[start of RECORDS SHOWN]

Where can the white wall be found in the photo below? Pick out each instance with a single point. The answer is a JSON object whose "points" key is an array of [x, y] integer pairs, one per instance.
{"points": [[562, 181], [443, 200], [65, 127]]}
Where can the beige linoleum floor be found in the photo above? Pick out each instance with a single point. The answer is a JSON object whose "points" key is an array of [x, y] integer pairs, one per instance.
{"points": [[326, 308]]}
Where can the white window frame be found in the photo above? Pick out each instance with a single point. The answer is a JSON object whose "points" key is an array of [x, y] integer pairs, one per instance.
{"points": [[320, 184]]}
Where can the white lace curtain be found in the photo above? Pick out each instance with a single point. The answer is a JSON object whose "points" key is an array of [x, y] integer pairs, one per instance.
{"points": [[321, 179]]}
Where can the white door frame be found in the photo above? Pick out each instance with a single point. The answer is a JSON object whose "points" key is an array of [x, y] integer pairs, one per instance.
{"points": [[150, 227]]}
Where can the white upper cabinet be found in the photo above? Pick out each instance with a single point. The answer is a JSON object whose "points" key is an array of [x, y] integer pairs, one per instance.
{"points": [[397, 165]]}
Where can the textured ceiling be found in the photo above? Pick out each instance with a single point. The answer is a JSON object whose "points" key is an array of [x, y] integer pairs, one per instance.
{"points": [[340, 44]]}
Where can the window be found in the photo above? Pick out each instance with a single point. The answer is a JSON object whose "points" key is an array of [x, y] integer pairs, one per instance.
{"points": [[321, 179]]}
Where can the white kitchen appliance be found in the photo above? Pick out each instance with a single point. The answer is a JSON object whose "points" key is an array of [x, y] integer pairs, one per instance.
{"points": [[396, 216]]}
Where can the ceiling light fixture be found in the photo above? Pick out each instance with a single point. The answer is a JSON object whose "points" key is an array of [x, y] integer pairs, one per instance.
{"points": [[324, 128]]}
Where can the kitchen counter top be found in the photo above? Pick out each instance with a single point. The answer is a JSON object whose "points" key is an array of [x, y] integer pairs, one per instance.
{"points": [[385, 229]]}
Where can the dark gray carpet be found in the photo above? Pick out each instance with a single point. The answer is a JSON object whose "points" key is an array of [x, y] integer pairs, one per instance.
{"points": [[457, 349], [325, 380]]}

[end of RECORDS SHOWN]

Return all of the data exactly as it reads.

## SOLUTION
Where can the white wall be found in the photo below? Pick out each instance with a single point. The answer is a JSON object whose "points" key is an array of [x, y] integer pairs, one per instance.
{"points": [[562, 181], [443, 200], [65, 127]]}
Where can the beige linoleum floor be found in the photo above? Pick out each instance with a single point. The answer is a JSON object whose "points" key is an array of [x, y] integer pairs, one per instance.
{"points": [[326, 308]]}
Where can the white window frame be found in the photo above? Pick out each instance with a single point. The answer is a JSON object whose "points" key is an array of [x, y] integer pairs, one per instance.
{"points": [[320, 184]]}
Where can the white lace curtain be found in the photo above? Pick out each instance with a single point. The answer is a JSON object whose "points" key is an array of [x, y] integer pairs, one per instance.
{"points": [[321, 179]]}
Where can the white door frame be found in the photo above? Pick out each instance with a single point. The answer is a JSON object whose "points" key is an array of [x, y] integer pairs, one per instance.
{"points": [[150, 227]]}
Where can the white upper cabinet be found in the photo above? Pick out each instance with a single point. The answer is a JSON object whose "points" key is an array of [x, y] integer pairs, one per instance.
{"points": [[397, 165]]}
Where can the textured ceiling be found in the photo above? Pick out each instance with a single point. The answer is a JSON object whose "points" key is an array of [x, y] integer pairs, one per instance.
{"points": [[340, 44]]}
Where can the window be found in the photo above? Pick out each instance with a single point. The answer is a JSON object whose "points" key is an array of [x, y] integer pairs, one per instance.
{"points": [[321, 179]]}
Where can the white kitchen appliance be found in the photo above? Pick out each instance with a single point. The answer is a JSON object whose "points" key is an array of [x, y] integer pairs, one per instance.
{"points": [[396, 216]]}
Where can the ceiling light fixture be found in the photo above? Pick out each instance with a single point. The answer is a JSON object whose "points" key is an array of [x, y] integer pairs, one per instance.
{"points": [[324, 128]]}
Where can the kitchen counter top be found in the photo above? Pick out each instance with a single point. The answer is a JSON object whose "points" key is an array of [x, y] integer pairs, one per instance.
{"points": [[385, 229]]}
Where can the dark gray carpet be found in the photo above? Pick out each instance with a single point. The answer is a JSON object whose "points" key is an array of [x, y] integer pairs, one per instance.
{"points": [[457, 349], [325, 380]]}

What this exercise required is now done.